* _TASK OBJECTIVE_
Return only the lines starting at the line that contains "the cornice moulding" and ending with the final line of the listing; include both endpoints.

#### DATA ENTRIES

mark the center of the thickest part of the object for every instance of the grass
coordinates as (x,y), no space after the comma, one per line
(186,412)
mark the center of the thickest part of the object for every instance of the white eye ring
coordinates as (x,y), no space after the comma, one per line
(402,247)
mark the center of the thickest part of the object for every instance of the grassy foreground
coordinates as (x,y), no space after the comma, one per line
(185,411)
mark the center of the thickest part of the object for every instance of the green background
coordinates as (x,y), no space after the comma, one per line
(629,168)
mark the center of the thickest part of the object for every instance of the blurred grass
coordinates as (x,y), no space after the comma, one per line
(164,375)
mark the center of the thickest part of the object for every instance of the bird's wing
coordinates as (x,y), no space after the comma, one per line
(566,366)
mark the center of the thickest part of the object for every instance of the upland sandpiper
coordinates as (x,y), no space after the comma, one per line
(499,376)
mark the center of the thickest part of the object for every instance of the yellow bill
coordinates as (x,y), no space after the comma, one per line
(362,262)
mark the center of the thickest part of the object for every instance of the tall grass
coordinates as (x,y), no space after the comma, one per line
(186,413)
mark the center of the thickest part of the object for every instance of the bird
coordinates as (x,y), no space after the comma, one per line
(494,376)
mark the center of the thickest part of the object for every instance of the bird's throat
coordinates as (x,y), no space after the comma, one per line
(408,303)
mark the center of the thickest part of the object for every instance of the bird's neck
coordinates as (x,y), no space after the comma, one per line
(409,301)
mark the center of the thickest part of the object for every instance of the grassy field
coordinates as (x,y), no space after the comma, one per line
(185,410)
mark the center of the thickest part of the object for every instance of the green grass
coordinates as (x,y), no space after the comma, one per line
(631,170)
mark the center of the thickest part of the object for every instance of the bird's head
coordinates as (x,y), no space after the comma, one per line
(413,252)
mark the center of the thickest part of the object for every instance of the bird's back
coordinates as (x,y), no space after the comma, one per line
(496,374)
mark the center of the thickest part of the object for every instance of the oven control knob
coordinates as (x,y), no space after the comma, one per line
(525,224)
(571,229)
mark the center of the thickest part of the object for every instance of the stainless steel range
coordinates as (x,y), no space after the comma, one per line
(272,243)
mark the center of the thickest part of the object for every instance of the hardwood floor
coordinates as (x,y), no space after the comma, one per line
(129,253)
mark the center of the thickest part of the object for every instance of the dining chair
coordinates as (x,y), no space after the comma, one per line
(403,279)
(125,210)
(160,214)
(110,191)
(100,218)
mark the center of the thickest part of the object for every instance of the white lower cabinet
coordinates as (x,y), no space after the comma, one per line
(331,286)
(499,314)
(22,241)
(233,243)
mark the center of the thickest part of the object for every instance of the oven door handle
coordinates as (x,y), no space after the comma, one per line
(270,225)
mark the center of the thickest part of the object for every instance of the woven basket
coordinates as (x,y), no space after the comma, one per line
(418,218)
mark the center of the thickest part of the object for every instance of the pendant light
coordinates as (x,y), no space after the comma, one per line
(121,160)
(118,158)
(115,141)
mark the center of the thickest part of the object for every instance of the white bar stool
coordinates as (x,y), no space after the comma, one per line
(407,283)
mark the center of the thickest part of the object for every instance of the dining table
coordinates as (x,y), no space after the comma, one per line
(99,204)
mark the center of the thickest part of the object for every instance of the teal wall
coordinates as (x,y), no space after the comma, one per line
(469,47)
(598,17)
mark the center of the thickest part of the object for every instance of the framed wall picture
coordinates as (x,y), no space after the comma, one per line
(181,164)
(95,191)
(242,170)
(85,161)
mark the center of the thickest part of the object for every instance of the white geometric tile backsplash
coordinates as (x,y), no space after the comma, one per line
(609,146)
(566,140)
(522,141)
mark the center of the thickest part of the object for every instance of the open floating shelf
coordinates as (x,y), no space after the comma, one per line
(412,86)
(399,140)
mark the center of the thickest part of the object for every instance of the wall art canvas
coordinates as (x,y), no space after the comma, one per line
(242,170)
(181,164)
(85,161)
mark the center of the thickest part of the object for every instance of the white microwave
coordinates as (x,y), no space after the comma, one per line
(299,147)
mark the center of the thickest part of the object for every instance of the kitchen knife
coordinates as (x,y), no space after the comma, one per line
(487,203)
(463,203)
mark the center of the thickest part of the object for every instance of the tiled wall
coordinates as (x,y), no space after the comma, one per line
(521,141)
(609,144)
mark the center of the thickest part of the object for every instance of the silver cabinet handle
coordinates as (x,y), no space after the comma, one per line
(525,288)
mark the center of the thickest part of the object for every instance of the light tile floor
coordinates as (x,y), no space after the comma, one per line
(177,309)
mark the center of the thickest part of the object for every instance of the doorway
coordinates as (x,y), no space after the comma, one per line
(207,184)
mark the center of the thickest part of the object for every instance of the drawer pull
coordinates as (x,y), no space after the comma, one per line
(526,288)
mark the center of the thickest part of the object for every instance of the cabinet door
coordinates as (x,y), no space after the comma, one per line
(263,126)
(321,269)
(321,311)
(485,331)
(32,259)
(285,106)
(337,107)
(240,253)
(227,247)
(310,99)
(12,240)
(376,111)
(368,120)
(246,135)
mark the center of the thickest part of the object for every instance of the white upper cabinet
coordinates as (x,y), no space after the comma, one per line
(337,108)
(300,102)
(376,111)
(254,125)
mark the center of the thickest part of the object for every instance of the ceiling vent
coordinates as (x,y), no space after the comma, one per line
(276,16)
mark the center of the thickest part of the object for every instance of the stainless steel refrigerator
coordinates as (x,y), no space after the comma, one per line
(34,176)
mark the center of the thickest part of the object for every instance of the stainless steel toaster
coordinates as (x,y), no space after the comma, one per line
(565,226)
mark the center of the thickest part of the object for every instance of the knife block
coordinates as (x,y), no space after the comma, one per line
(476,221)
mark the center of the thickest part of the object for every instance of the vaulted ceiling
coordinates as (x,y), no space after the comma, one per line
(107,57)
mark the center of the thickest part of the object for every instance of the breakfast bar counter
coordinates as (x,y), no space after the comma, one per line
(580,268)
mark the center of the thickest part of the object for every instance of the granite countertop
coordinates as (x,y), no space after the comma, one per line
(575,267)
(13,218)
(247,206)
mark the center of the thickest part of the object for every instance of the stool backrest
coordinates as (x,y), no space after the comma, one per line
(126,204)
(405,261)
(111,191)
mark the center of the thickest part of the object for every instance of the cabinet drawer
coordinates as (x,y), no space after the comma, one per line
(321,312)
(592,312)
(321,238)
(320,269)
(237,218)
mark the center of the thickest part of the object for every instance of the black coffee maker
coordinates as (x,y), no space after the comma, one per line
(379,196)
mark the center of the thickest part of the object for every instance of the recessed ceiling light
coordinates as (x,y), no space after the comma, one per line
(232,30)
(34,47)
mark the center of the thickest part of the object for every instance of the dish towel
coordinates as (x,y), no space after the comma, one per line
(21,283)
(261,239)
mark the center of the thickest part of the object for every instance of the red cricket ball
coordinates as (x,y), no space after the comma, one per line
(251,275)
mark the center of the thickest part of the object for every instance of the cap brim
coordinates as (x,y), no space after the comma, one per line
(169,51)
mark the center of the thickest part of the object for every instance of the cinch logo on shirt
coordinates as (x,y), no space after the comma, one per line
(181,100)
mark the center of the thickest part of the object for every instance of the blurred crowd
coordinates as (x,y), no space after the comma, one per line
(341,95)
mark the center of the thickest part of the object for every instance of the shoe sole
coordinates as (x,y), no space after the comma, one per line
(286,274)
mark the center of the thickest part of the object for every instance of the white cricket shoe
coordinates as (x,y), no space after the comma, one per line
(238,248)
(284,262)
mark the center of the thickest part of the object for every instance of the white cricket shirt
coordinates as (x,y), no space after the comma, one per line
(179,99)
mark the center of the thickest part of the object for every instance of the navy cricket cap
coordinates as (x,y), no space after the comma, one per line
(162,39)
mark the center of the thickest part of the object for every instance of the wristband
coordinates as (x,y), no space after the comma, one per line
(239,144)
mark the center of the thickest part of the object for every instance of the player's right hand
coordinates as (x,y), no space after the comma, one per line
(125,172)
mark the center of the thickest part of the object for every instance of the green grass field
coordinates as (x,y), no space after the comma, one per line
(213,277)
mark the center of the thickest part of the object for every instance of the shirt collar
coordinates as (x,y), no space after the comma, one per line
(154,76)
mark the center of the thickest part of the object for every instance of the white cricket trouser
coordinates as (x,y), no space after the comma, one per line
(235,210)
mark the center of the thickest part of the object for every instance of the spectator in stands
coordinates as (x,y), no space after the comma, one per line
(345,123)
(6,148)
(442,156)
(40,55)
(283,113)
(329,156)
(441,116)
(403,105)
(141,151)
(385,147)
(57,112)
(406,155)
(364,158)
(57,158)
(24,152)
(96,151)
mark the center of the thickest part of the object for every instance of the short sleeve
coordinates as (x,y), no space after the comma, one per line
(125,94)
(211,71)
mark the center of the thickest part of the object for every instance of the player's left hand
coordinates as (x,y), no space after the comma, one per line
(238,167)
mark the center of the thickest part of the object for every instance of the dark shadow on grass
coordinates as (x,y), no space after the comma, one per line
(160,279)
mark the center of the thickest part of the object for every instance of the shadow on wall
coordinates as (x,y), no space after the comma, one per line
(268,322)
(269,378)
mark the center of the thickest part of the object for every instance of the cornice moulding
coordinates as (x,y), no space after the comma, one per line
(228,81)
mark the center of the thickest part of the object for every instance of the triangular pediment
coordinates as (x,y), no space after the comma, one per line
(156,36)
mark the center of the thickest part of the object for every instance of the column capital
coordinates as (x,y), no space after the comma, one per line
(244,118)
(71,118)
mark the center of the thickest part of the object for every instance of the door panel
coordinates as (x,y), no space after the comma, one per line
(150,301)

########

* _WRITTEN SOLUTION_
mark the center of the thickest part of the object for every instance of the cornice moulding
coordinates as (x,y), no space after the comma, one per line
(228,81)
mark the center of the thickest part of the object for every instance of the triangular pediment
coordinates as (x,y), no space after the comma, one per line
(156,36)
mark the center of the thickest part of the object for every instance of the column capital
coordinates as (x,y), no space after the comma, one per line
(244,118)
(71,118)
mark the center of the thickest part of the object for every instance of the door panel
coordinates as (x,y), no space after the comma, one per line
(150,301)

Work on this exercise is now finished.